Is There a Better Word?

What do you do when saying “I accept evolution” doesn’t convey the overwhelming weight of the evidence to support it?

You can read the punchline here, by the way.

Every high school science teacher should just put the same question at the end of every test, regardless of the chapter: “In the scientific community, what does ‘theory’ mean?” Maybe then, it would sink in…

(via Calamities of Nature — thanks to J B for the link!)

About Hemant Mehta

Hemant Mehta is the editor of Friendly Atheist, appears on the Atheist Voice channel on YouTube, and co-hosts the uniquely-named Friendly Atheist Podcast. You can read much more about him here.

  • http://www.facebook.com/AnonymousBoy Larry Meredith

    also as you once pointed out in an article before, ask them in the test to explain micro and macro evolution and the evidence for both.

    • Anonymous

      Grr.  micro-macro-.  It’s the same thing. 

    • Darwin’s Dagger

      Macro-evolutionary speciation requires tens of thousands to millions of years. You’ve never seen it because it takes too long to occur within the lifespan of a single human (or the 250+ years we’ve been making careful enough observations to measure such a change). Still, there is plenty of evidence for so called macro-evolution. We call them fossils.

____________________

Stated task 1
According to the evolution post, which podcast does Hemant Mehta co-host?
Stated task 2
Print the evolution post's text between "Hemant Mehta is" and "the same thing.", inclusive.
Stated task 3
Carry on the evolution post from the point where it stops.
The lines after the evolution post are separate material with no connection to it.

____________________

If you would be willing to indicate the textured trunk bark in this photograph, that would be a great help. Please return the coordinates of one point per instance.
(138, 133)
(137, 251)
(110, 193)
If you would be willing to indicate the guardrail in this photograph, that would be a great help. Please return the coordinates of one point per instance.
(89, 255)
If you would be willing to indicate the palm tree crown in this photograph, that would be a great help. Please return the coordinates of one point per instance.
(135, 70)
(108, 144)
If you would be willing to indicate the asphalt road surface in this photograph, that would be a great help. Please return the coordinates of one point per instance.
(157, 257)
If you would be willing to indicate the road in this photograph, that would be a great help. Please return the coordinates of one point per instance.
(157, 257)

____________________

Final answer 1
He co-hosts the Friendly Atheist Podcast.

Final answer 2
Hemant Mehta is the editor of Friendly Atheist, appears on the Atheist Voice channel on YouTube, and co-hosts the uniquely-named Friendly Atheist Podcast. You can read much more about him here.

  • http://www.facebook.com/AnonymousBoy Larry Meredith

    also as you once pointed out in an article before, ask them in the test to explain micro and macro evolution and the evidence for both.

    • Anonymous

      Grr.  micro-macro-.  It’s the same thing.

Final answer 3
      If that doesn’t work, you hit the person in the face with a trilobite ;). 

      • Anonymous

        If you define species strictly by the ability and inclination to breed, you can grow different species of fruit flies in the lab, simply by raising them on different food

    • Anonymous

      How about, what evidence do you have that there is a mechanism that prevents descendants from being so much changed from their ancestors that they are speciated from them?

      If each generation of a population is nearly indistinguishable from the prior one, the existence of such a mechanism is inconceivable. Unless it’s a magical mechanism. And there’s no evidence of that either.

  • Laura Dresow

    If I was ever in a situation where someone actually posed that question — “Do you believe in evolution?” — my response would be, “No. I know evolution is a valid theory with a preponderance of verifiable evidence.”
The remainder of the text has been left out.